Records supplied ::
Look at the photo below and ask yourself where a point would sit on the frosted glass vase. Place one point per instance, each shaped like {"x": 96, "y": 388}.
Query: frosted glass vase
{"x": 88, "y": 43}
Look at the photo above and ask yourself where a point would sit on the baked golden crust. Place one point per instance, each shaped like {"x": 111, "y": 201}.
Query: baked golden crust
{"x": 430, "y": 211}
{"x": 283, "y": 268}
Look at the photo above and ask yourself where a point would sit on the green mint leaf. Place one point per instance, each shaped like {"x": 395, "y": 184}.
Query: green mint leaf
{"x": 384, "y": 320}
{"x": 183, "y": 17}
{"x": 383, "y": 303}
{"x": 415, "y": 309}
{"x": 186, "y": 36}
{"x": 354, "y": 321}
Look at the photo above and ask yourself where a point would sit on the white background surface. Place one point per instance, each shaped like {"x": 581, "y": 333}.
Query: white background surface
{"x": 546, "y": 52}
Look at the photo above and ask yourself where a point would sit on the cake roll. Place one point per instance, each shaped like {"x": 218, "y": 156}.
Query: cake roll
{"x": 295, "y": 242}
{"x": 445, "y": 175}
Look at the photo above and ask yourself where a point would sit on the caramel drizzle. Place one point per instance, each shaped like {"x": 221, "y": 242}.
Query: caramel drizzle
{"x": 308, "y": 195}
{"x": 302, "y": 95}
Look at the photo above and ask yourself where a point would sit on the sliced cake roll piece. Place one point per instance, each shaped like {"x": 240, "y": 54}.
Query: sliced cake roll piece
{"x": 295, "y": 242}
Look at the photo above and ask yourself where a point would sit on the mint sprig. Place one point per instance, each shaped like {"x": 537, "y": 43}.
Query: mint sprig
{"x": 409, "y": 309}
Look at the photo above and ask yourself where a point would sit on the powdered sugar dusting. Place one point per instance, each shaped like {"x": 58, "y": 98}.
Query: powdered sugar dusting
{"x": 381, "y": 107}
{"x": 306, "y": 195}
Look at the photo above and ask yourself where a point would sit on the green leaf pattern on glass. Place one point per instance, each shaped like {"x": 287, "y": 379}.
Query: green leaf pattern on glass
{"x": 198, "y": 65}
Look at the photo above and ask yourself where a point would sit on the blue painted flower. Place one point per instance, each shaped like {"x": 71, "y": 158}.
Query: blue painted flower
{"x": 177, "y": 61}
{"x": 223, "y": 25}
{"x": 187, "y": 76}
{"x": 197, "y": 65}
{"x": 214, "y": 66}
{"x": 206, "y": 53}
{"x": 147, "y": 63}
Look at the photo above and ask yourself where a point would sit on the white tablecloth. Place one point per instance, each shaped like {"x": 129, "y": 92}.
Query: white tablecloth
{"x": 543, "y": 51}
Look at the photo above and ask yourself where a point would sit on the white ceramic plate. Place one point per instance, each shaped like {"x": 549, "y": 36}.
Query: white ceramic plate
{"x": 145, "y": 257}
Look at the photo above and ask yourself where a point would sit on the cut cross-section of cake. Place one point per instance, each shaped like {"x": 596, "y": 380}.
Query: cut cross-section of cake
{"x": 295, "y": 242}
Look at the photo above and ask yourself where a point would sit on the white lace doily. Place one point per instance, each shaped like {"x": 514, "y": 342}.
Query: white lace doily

Work task :: Repeat each line above exactly as it stands.

Written response ::
Look at the photo below and ask yourself where a point would sit on the frosted glass vase. Place one point per instance, each shaped like {"x": 96, "y": 388}.
Query: frosted glass vase
{"x": 88, "y": 43}
Look at the photo above and ask yourself where a point would sit on the baked golden crust. Place one point per instance, each shaped like {"x": 111, "y": 201}.
Query: baked golden crust
{"x": 430, "y": 211}
{"x": 283, "y": 268}
Look at the photo above and ask yourself where a point would sit on the green mint leaf. Place one point per instance, each shaped like {"x": 395, "y": 184}.
Query: green mint leaf
{"x": 384, "y": 320}
{"x": 183, "y": 17}
{"x": 383, "y": 303}
{"x": 415, "y": 309}
{"x": 186, "y": 36}
{"x": 354, "y": 321}
Look at the photo above and ask yourself where a point would sit on the white background surface. Place one point per instance, each shaped like {"x": 581, "y": 333}.
Query: white background surface
{"x": 546, "y": 52}
Look at the photo above and ask yourself where a point would sit on the cake roll. Place one point per instance, each shaped like {"x": 218, "y": 156}.
Query: cake roll
{"x": 295, "y": 242}
{"x": 445, "y": 175}
Look at the photo above and ask yourself where a point would sit on the caramel drizzle. Place one point per instance, each shaped like {"x": 221, "y": 242}.
Query: caramel drizzle
{"x": 308, "y": 195}
{"x": 302, "y": 95}
Look at the photo above and ask yourself where a point would sit on the sliced cake roll piece. Place one point per instance, each shaped like {"x": 240, "y": 54}.
Query: sliced cake roll piece
{"x": 295, "y": 242}
Look at the photo above and ask yourself where a point would sit on the mint sprig. Place one point per instance, each shaped like {"x": 537, "y": 43}.
Query: mint sprig
{"x": 409, "y": 309}
Look at the photo above and ask yourself where a point would sit on the powdered sugar dusting. Place one point per instance, each shaped like {"x": 58, "y": 98}.
Query: powdered sugar dusting
{"x": 381, "y": 107}
{"x": 306, "y": 195}
Look at the photo above and ask yourself where a point would sit on the green leaf pattern on glass. Place one point per instance, each shaped like {"x": 287, "y": 379}.
Query: green leaf pattern on glass
{"x": 198, "y": 65}
Look at the photo above and ask yourself where a point would sit on the blue painted flower. Place one point per instance, each shaped like {"x": 71, "y": 158}.
Query: blue painted flower
{"x": 177, "y": 61}
{"x": 223, "y": 25}
{"x": 187, "y": 76}
{"x": 197, "y": 65}
{"x": 214, "y": 66}
{"x": 206, "y": 53}
{"x": 147, "y": 63}
Look at the photo above and ask yourself where a point would sit on the white tablecloth. Place one point per instance, each shaped like {"x": 129, "y": 92}.
Query: white tablecloth
{"x": 543, "y": 51}
Look at the photo above and ask yourself where a point would sit on the white ceramic plate. Place one point per instance, each shaped like {"x": 549, "y": 36}.
Query: white ceramic plate
{"x": 145, "y": 257}
Look at the photo above and ask yourself where a point would sit on the cut cross-section of cake. Place one point per instance, each shaped like {"x": 596, "y": 380}.
Query: cut cross-section of cake
{"x": 295, "y": 242}
Look at the photo above and ask yourself where a point would sit on the white lace doily. Place one point per instance, each shaped like {"x": 514, "y": 342}.
Query: white lace doily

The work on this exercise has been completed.